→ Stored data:
_ _ _ _

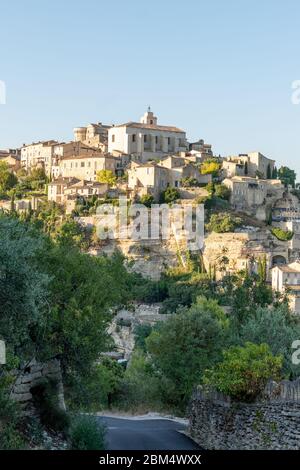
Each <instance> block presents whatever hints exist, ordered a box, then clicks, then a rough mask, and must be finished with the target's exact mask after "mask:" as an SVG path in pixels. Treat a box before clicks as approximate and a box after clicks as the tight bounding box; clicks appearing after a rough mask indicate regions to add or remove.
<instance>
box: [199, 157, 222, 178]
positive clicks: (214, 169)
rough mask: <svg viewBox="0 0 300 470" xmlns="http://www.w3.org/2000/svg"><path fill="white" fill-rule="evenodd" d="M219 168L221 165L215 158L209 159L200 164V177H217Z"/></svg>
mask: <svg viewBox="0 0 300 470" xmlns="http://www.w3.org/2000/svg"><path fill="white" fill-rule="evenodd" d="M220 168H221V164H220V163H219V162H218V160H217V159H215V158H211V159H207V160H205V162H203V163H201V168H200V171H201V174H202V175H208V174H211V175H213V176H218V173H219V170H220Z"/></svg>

_ _ _ _

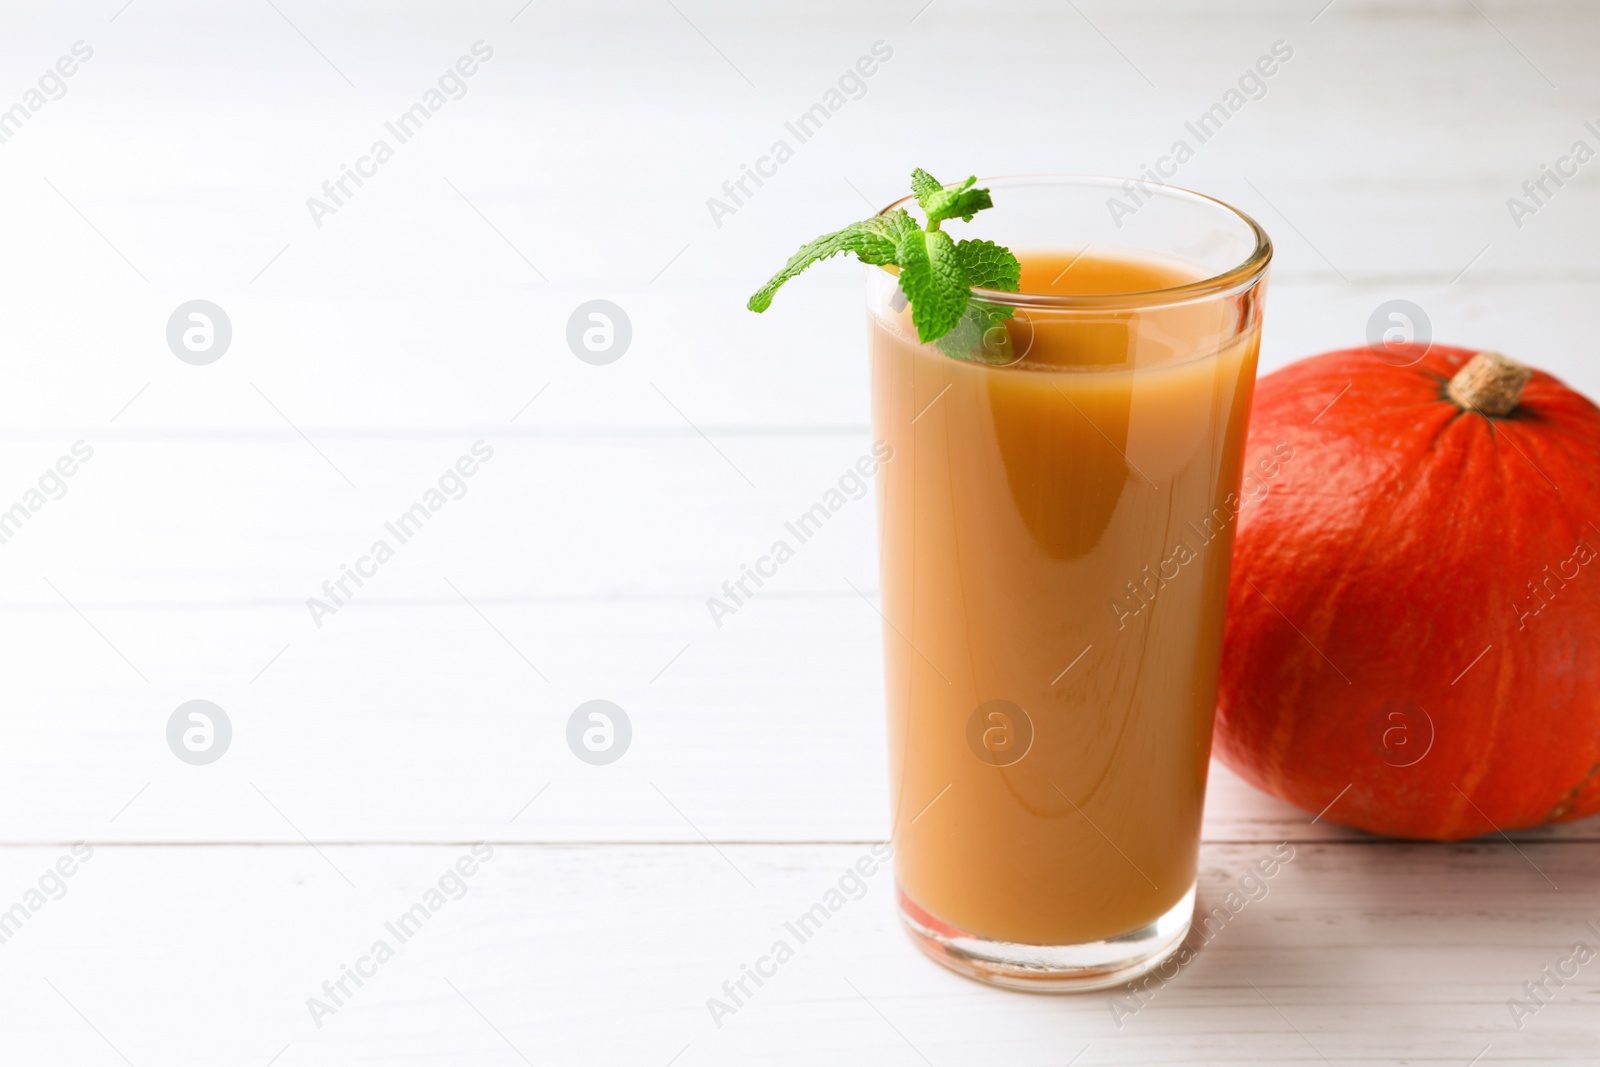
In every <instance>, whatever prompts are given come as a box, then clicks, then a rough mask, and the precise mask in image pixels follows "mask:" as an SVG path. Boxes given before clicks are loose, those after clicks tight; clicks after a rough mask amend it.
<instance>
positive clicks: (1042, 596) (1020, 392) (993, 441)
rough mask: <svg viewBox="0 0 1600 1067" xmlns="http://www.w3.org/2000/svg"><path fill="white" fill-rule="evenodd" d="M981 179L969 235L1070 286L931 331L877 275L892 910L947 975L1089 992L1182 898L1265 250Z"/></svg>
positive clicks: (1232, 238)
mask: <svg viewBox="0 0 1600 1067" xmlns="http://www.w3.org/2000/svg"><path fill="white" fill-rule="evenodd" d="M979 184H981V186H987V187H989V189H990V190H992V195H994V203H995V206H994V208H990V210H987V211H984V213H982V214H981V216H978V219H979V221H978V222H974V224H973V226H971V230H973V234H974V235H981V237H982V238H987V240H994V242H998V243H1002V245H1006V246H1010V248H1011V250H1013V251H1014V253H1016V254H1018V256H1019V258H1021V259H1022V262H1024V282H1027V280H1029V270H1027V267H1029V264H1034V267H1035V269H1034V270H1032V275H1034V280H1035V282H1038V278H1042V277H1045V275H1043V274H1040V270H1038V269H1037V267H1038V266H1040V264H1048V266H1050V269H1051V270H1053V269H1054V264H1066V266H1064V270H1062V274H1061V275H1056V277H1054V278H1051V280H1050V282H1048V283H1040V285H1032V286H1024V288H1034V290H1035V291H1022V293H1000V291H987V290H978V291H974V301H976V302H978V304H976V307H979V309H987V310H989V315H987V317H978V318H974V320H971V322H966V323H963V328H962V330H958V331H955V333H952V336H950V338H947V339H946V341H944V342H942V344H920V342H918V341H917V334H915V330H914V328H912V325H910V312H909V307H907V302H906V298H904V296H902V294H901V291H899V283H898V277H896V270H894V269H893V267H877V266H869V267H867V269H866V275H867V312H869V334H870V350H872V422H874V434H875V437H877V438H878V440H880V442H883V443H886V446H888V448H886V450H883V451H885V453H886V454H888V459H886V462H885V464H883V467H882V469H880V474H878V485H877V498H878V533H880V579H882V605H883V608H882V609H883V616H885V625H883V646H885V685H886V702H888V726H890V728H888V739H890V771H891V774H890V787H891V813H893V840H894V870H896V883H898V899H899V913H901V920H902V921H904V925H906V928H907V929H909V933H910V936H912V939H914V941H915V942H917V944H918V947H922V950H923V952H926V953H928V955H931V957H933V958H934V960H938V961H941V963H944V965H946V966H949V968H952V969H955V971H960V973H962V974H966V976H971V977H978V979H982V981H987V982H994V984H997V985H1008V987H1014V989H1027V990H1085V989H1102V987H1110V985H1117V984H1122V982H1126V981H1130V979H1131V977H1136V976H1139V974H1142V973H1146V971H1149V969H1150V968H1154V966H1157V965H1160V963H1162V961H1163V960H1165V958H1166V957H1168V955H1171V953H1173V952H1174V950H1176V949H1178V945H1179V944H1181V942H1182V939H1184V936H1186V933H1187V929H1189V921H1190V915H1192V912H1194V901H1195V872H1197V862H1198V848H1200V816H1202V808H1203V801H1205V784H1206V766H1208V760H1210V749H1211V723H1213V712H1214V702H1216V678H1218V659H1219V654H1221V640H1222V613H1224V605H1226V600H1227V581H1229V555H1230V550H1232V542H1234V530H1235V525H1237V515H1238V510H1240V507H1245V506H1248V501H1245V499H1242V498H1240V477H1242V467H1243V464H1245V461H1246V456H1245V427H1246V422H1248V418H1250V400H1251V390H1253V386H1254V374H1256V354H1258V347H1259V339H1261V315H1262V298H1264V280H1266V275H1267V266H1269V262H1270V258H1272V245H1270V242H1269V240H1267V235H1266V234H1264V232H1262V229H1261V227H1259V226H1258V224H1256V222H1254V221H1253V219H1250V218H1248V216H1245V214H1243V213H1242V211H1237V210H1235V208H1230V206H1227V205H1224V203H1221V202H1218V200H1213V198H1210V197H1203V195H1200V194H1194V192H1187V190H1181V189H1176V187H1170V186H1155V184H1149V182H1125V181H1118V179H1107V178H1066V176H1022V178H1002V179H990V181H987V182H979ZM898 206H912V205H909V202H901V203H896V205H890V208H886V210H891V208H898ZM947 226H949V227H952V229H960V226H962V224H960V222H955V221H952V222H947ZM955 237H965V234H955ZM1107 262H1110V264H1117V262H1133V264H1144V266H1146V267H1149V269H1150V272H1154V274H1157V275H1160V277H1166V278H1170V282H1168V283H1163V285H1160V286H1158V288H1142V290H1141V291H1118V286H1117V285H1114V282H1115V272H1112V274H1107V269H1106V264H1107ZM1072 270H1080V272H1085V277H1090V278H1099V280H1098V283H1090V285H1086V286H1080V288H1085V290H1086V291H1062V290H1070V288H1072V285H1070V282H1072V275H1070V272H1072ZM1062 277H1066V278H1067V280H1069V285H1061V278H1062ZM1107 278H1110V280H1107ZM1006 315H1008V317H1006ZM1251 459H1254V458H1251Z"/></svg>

_ _ _ _

→ Exercise prompt: Gather every line in the listing above that contains the word "before", and copy each of those lines in full.

→ Result of this task:
Each <instance> block presents whatever hints exist, ordered a box, then clicks, then a rough mask, and must be finished with the target's exact mask after "mask:" as an SVG path in pixels. Treat a box before clicks as approximate and a box after clicks as the tight bounding box; clicks appearing after a rough mask indicate regions to add or remove.
In every <instance>, whatever prompts are given come as a box, then clicks, then a rough mask, and the precise mask in image pixels follows "mask:" as an SVG path. Boxes given before clicks are loose, those after clicks tight; clicks after a rough mask amend it.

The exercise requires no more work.